> WHAT YOU HAVE TO DO: Rewrite the material below with every "Quickstart" renamed to "Getting Started" and nothing else altered. Leave the pictures out of your copy.

(Stored records)
============

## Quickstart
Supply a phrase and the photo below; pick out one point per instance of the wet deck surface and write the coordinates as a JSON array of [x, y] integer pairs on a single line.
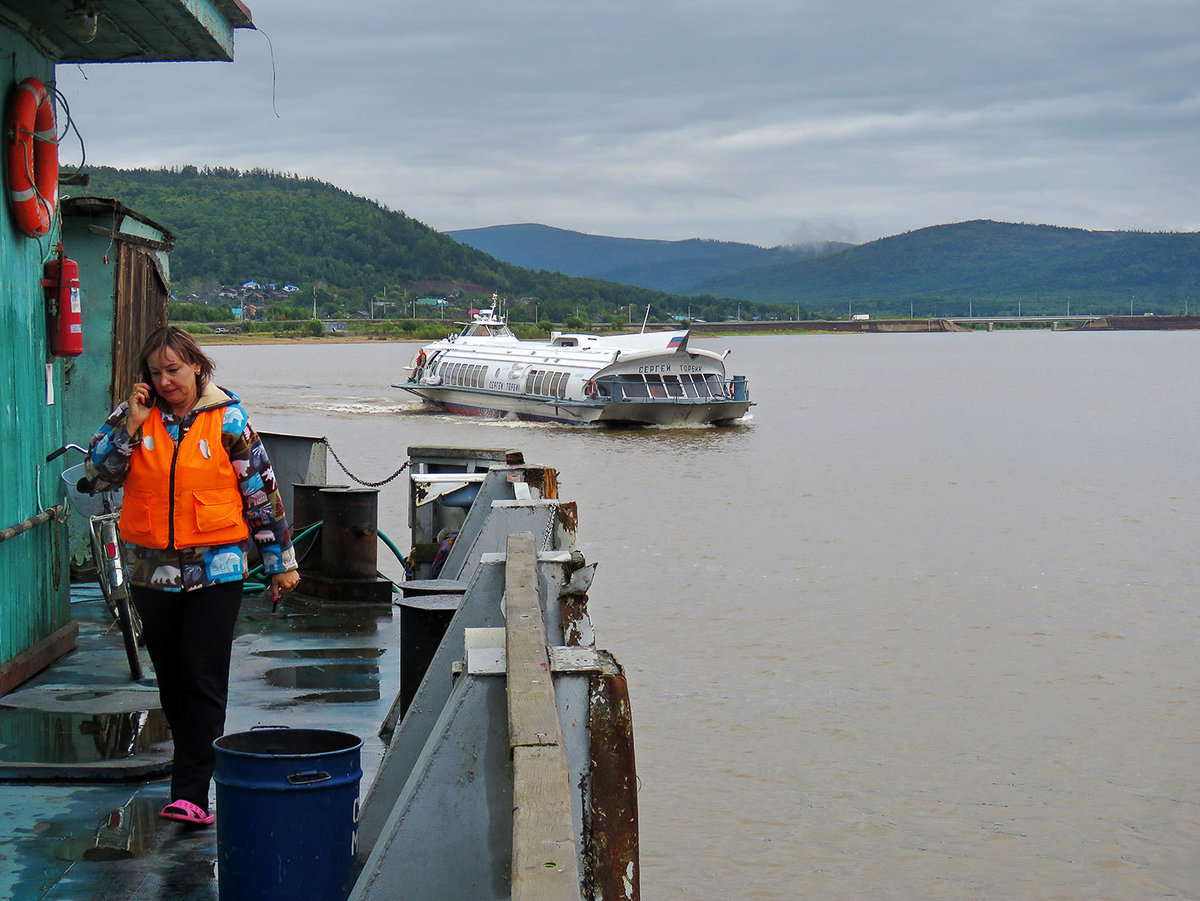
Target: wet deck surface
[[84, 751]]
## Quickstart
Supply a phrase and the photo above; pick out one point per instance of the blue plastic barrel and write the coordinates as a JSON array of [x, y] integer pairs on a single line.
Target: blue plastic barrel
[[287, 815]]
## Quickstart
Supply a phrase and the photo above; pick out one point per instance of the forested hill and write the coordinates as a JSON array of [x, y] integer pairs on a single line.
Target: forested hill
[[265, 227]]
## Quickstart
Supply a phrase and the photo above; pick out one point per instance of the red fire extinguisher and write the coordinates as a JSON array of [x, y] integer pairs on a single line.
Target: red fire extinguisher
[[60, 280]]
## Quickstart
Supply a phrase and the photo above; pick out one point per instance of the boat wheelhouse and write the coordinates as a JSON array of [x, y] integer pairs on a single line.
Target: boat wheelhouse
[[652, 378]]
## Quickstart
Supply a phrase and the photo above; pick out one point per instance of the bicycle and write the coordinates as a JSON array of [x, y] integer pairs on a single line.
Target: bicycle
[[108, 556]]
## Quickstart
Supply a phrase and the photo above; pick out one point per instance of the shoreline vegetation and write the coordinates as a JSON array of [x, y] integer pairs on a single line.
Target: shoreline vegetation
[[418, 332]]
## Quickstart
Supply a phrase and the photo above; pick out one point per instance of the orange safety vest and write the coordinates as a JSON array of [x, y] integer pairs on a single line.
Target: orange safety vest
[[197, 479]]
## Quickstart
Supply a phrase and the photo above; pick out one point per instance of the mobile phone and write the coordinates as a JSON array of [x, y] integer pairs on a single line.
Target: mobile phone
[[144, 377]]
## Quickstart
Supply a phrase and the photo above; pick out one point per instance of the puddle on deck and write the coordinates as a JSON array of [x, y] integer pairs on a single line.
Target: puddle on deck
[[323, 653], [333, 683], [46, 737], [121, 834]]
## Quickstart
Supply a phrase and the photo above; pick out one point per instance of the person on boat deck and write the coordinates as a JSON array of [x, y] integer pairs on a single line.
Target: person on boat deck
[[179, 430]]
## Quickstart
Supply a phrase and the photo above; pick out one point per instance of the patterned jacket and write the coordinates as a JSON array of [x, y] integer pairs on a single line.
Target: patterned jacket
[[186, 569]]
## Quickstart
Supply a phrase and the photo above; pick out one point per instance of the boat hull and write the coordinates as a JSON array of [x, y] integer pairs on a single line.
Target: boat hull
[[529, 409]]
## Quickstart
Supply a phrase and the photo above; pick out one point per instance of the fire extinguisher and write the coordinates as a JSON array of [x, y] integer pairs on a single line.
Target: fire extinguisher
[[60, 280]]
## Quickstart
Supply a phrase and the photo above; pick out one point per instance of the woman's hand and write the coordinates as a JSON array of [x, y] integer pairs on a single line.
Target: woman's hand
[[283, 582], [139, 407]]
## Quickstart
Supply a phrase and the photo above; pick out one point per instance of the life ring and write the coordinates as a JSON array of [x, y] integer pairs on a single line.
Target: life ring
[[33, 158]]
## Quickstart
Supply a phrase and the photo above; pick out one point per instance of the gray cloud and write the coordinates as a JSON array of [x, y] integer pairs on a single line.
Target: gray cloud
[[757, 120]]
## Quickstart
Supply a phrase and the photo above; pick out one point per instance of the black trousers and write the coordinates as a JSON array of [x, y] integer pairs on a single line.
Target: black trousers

============

> OUTPUT FOR THIS EXERCISE:
## Getting Started
Supply a phrase and the photo below; pick out one point per instance of the wet deck surface and write the coordinates as a JSON array of [x, y] integer pairs on a single line.
Target: wet deck surface
[[84, 751]]
## Getting Started
Supply a phrase and the photo above; pick out one point per instance of the blue plastic barrel and write the coordinates as a JSON array of [x, y] integer pairs on a single line.
Target: blue plastic barrel
[[287, 815]]
## Getting Started
Supply a phrase and the photo above; pick out one point per instance of the forested hill and write the coordinates as a JSON array of [x, y] integer pairs on a single line.
Target: forested hill
[[265, 227]]
## Getting Started
Supply a phrase and the photo above; pick out one point per instance of the red fire extinguisher and write the coordinates as a JSON array of [x, y] integer pairs on a single line.
Target: red fire extinguisher
[[60, 280]]
## Getting Started
Supply a phrase and the photo above; pick out one point per instance of the boat wheelhouse and write the coordinates as a JSON array of [x, y] integer pairs on a single line.
Target: boat wheelhouse
[[652, 378]]
## Getting Started
Supply a phrase and the photo above; pick out one point per instance of the bicycle and write the coordinates as a JSON array of [x, y] integer pairs on a single line.
Target: bicycle
[[108, 556]]
## Getting Started
Supply a phrase and the photo above; pick out one point per instance of the shoreline vegetation and write the coordinates as a JSON array of [x, y] integer pairs on a single line.
Target: shoreline vegetation
[[418, 332]]
## Getting Started
Supply a phrase and the photo above; pick out one point per instance of the orange safety vest and write the coordinates as a JSON array of [x, y] integer pairs on a single line.
Target: orange safety vest
[[197, 479]]
## Getting Started
Supply a phrase and the photo above; pick out one point per instance of the mobile phone and write the coordinates as a JSON array of [x, y] integer pairs on a single line.
Target: mobile phone
[[144, 377]]
## Getting Started
Supply a phrase and the photo above; pick out one point per instance of the puddle on deck and write the coordinates as a JSON array of [x, y] integer pairs on a single line.
Target: puddle on deck
[[323, 653], [333, 683], [46, 737], [121, 834]]
## Getting Started
Supply a phrase and the photo above; pick out one point per instance of the person on boat deck and write the coordinates as a JSON array of [x, y] integer pairs on a single line.
Target: person on boat deck
[[179, 430]]
## Getting Started
Supply a phrase and the photo above; pick out one point per instance of the patterned jacket and write the coordinates as a JSON array of [x, y] integer pairs on a single line.
Target: patterned jacket
[[186, 569]]
## Getting Started
Supply a phrase and the photo above; pick out one point per instance of the boat hull and write the coordinates as a JSON array of [x, y] integer pairs on a single line.
Target: boat hull
[[529, 409]]
## Getting Started
Supply a phrase and the photo above; pick out one point per instance of the fire extinguisher and write the coordinates as a JSON array of [x, y] integer pairs on a single line.
Target: fire extinguisher
[[60, 280]]
## Getting Started
Supply a phrase and the photo above; pick out one point per instance of the woman's hand and write the coordinates as a JSON array of [x, y] integer pairs on a single line.
Target: woman's hand
[[283, 582], [139, 407]]
## Getting Started
Supply a phrase and the photo above; pick out one point per instance of the life ring and write the coordinates as a JSON array of [x, y] integer pairs on a single line.
Target: life ring
[[33, 158]]
## Getting Started
Supply a phrase and the photo above; pick out one point per instance of the gray cloud and write the coordinates as a JSON array of [x, y] integer pairs on a single line.
Target: gray cloud
[[757, 120]]
## Getting Started
Supply a phrase and the photo above; pick out one point per instance of the black trousers and write the coordinates as a JSON array of [x, y] integer pairs on a single line.
Target: black trousers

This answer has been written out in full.